• Instructions:
A. Translate this sentence from the news report on Morrisons into Spanish: "However, Chief Executive Dalton Philips was bullish on a call with journalists Thursday."
B. Answer these questions from the news report on Morrisons:
(i) By what percentage did Morrisons raise its interim dividend?
(ii) Which rival slashed its own dividend last week?
(iii) In what month was the three-year plan set out?

• Text segment:
11th Sep 2014 08:53
LONDON (Alliance News) - Wm Morrison Supermarkets PLC Thursday posted a further drop in profit in the first half of its financial year, again hit by dwindling UK sales and waning market share, but the grocer raised its interim dividend and confirmed its commitment to paying a dividend of not less than 13.65 pence for the current financial year.
The UK's fourth largest supermarket chain raised its interim dividend by 4.9% to 4.03p per share from 3.84p, and confirmed its underlying pretax profit guidance for the full financial year of between GBP325 million and GBP375 million, after booking a combined total of around GBP135 million in new business development costs and other 'one-off' costs.
Some analysts believe that with increasing pricing competition in the UK grocery sector, and continuing pressure on margins, Morrisons dividend commitment is unsustainable, especially after its biggest rival Tesco PLC slashed its own dividend last week amidst a profit warning.
However, Chief Executive Dalton Philips was bullish on a call with journalists Thursday. "We are six months into the three-year plan that we set out in March and, although it is early days, I am encouraged by the progress we have made," he said.

• Provided material:
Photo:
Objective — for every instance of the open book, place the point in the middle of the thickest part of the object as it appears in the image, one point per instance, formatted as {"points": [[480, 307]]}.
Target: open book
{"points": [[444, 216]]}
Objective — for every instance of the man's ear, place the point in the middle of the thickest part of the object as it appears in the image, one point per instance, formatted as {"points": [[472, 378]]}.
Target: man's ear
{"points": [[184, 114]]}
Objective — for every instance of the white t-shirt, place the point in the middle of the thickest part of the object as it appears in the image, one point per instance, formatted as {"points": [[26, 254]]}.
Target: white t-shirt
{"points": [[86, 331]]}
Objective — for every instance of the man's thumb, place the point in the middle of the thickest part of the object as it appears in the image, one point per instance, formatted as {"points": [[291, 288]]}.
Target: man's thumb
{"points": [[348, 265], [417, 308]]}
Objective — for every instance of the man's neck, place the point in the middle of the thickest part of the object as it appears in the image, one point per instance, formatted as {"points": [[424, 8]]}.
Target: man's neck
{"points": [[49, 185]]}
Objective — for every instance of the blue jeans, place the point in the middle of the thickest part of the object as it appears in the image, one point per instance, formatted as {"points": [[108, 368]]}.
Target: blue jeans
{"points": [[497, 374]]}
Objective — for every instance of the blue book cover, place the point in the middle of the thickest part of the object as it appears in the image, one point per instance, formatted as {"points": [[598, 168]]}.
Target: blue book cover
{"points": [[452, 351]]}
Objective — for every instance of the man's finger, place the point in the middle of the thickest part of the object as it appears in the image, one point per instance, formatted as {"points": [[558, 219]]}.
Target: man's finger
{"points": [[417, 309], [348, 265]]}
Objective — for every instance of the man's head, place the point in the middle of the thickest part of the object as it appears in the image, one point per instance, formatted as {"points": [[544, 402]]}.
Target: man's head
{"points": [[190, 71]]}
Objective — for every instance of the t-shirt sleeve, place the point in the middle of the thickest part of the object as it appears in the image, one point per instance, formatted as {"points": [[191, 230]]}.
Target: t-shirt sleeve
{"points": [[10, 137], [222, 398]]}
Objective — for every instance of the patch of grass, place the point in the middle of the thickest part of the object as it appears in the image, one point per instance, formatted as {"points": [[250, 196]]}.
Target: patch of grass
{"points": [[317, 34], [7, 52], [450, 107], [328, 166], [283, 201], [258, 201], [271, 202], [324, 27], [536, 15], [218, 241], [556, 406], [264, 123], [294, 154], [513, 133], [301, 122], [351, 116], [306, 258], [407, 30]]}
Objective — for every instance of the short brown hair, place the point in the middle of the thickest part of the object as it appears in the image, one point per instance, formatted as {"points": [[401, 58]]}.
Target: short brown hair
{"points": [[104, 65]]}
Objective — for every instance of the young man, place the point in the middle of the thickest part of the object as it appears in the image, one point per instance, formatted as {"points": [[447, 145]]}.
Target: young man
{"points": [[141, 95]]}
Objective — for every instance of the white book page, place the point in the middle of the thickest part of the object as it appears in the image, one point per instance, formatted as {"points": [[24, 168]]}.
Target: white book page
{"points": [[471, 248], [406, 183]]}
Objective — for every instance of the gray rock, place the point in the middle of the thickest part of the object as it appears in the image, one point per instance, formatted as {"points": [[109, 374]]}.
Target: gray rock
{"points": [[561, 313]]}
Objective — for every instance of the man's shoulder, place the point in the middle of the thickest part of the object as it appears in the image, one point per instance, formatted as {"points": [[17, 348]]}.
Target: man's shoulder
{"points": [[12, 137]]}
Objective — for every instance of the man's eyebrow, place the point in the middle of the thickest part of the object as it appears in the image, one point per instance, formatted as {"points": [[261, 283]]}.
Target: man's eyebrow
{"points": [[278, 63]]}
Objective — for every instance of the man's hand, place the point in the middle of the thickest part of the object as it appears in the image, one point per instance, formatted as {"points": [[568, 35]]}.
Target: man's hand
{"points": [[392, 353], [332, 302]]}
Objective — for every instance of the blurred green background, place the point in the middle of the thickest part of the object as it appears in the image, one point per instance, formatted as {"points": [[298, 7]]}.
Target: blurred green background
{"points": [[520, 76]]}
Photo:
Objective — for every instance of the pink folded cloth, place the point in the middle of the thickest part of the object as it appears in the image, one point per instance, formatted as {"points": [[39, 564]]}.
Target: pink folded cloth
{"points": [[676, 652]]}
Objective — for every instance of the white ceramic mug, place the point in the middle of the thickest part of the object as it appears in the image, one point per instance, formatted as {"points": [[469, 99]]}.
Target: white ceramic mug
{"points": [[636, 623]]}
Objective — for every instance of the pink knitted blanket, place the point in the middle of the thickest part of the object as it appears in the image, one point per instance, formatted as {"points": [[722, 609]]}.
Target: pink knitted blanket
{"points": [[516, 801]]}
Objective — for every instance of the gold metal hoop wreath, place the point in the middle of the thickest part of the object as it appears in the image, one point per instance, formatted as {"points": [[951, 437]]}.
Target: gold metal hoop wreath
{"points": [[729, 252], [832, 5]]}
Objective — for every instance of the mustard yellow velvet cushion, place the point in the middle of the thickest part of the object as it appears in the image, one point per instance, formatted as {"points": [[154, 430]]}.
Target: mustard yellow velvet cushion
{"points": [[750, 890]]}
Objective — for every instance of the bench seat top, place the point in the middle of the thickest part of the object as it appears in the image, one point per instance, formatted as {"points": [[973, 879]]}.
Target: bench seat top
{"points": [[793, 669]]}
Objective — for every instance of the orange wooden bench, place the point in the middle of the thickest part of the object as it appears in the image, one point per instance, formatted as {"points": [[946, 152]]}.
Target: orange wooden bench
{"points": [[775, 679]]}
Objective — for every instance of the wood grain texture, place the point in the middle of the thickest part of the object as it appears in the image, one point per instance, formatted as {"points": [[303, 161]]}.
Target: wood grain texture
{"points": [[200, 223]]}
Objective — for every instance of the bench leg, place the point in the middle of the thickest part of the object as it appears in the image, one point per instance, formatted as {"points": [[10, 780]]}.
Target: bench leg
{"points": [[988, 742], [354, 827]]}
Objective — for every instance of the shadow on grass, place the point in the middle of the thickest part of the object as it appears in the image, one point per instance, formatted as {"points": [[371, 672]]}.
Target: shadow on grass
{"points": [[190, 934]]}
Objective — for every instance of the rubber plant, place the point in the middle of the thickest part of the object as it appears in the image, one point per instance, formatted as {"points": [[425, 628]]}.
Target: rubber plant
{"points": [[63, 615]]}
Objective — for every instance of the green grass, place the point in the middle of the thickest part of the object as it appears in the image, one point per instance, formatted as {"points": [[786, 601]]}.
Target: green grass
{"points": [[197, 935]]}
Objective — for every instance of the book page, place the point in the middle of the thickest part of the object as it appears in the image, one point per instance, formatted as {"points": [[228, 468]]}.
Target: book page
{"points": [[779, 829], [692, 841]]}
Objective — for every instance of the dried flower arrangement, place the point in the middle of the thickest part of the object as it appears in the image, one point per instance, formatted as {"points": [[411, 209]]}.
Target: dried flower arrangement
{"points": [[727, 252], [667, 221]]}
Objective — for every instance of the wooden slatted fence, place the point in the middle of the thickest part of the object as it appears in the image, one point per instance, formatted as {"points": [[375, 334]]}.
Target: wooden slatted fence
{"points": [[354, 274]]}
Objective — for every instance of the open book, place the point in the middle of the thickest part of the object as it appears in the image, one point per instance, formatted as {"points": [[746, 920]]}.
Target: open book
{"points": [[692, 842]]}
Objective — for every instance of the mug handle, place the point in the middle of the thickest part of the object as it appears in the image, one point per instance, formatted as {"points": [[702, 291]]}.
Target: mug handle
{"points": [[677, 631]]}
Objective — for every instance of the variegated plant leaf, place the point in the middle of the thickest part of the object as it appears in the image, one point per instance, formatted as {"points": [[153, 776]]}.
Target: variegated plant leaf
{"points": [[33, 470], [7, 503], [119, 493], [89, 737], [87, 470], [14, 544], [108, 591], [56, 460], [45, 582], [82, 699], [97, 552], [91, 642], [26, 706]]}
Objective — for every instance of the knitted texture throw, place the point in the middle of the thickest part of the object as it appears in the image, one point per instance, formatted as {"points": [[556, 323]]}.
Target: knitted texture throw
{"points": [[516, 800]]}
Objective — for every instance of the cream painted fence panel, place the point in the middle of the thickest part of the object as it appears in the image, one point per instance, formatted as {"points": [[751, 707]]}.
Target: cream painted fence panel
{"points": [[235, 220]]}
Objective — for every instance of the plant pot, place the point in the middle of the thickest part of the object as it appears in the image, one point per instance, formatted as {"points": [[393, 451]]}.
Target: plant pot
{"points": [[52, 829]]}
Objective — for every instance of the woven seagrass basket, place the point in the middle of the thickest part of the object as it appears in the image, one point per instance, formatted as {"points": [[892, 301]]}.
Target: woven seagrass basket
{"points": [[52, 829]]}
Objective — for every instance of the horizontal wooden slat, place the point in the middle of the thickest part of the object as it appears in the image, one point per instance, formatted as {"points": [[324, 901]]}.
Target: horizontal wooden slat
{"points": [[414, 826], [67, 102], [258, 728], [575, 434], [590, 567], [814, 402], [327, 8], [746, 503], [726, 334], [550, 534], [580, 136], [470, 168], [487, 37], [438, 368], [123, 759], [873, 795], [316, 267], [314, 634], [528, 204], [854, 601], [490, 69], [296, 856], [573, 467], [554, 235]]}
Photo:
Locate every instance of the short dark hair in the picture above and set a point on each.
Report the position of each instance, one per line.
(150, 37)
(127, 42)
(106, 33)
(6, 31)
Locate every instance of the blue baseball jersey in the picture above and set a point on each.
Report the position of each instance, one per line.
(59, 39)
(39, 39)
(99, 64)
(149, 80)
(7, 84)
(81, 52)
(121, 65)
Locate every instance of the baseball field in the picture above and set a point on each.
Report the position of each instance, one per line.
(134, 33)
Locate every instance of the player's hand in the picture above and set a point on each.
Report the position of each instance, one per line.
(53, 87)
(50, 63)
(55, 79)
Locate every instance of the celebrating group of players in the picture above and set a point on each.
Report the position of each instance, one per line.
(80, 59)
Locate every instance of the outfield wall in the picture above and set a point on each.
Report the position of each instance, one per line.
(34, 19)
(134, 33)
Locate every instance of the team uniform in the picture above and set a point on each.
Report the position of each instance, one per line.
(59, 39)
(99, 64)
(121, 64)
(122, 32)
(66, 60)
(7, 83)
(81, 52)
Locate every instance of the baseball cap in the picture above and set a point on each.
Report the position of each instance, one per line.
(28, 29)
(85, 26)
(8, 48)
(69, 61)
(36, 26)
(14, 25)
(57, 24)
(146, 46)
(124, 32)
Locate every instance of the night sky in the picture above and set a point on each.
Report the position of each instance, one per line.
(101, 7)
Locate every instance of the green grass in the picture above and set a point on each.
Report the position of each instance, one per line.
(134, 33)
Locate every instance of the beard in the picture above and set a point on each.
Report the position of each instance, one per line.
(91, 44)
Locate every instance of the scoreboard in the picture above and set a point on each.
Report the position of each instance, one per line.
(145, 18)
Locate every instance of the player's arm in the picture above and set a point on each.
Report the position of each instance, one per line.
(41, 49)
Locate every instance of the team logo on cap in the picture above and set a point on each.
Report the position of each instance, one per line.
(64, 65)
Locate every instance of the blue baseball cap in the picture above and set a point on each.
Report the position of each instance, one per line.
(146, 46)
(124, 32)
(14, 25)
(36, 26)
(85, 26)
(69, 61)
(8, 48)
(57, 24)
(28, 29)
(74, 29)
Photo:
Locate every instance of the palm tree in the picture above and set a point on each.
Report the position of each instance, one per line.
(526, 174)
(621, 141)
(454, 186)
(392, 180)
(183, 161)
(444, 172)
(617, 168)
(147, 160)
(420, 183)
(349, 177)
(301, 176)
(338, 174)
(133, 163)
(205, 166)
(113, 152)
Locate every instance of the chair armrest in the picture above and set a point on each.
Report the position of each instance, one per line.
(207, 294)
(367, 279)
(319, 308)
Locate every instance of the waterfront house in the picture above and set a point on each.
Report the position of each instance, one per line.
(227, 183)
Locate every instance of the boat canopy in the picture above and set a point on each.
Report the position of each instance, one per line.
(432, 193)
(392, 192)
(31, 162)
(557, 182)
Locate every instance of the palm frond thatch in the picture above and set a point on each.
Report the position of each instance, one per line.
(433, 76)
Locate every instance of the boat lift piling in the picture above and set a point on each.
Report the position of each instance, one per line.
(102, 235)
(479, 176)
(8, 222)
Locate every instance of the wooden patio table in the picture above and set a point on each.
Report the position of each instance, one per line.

• Solutions to the tasks:
A. Sin embargo, el director ejecutivo Dalton Philips se mostró optimista el jueves en una llamada con periodistas.

B.
(i) 4.9%
(ii) Tesco PLC
(iii) March